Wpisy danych

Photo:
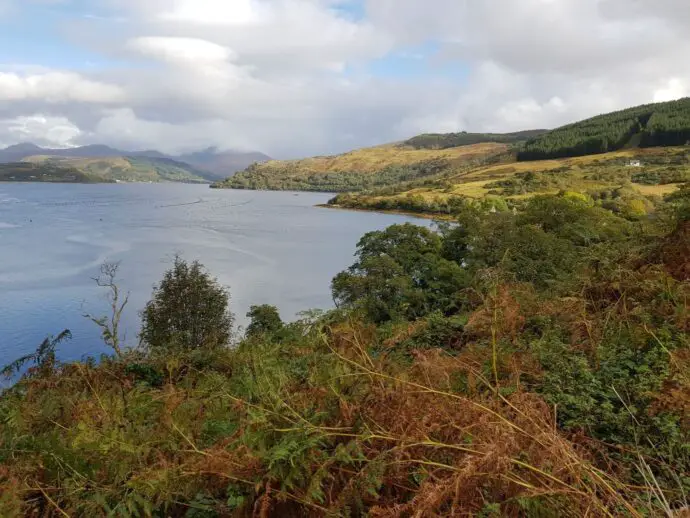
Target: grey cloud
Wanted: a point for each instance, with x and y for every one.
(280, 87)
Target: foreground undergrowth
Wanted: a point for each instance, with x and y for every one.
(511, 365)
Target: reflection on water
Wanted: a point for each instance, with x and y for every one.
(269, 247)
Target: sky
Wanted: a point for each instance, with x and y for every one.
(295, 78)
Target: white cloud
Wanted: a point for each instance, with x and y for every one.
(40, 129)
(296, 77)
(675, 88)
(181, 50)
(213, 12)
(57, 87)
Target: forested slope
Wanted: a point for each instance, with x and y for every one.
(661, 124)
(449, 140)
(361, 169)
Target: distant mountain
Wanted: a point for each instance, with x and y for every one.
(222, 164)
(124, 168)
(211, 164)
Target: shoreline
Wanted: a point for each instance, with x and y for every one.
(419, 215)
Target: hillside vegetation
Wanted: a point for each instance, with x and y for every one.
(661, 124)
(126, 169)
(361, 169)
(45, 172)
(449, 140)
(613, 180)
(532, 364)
--
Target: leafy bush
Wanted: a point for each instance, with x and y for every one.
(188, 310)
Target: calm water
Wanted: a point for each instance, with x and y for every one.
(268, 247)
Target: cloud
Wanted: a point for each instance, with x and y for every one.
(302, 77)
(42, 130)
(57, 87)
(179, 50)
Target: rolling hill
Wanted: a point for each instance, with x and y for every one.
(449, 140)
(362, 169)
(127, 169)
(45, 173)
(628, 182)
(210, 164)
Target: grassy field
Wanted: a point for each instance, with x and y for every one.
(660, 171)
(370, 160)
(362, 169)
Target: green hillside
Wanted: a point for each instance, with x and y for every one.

■ **Zadanie pisemne**: Wskaż w rekordach wszystkie wiersze zawierające słowo „cloud” i przepisz każdy z nich. Wielkość liter ma znaczenie.

■ **Oczekiwana odpowiedź**:
Target: grey cloud
Target: white cloud
Target: cloud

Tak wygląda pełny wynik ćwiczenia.